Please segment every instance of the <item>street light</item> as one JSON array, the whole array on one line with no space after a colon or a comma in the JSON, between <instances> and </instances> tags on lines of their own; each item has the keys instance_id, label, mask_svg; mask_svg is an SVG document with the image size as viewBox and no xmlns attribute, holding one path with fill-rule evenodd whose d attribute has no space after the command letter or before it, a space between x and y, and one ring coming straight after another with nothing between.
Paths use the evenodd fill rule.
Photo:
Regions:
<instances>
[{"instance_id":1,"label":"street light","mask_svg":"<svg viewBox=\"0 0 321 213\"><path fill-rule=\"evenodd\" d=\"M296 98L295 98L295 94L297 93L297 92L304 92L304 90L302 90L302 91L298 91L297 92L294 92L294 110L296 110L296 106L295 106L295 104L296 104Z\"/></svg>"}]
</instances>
-.-.-
Problem to work on: Retype all of the material above character for character, keeping every line in its original order.

Final result:
Please segment every instance of the <item>street light</item> as one JSON array, the whole array on one line with no space after a colon or a comma in the JSON, between <instances> and </instances> tags on lines of their own; each item has the keys instance_id, label, mask_svg; mask_svg is an SVG document with the image size as viewBox and no xmlns attribute, holding one path with fill-rule evenodd whose d attribute has no space after the command letter or before it, a space between x and y, and one ring coming straight after another with nothing between.
Paths use the evenodd fill rule.
Photo:
Regions:
<instances>
[{"instance_id":1,"label":"street light","mask_svg":"<svg viewBox=\"0 0 321 213\"><path fill-rule=\"evenodd\" d=\"M296 98L295 98L295 94L297 93L297 92L304 92L304 90L302 90L302 91L298 91L297 92L294 92L294 110L296 110L296 106L295 106L295 104L296 104Z\"/></svg>"}]
</instances>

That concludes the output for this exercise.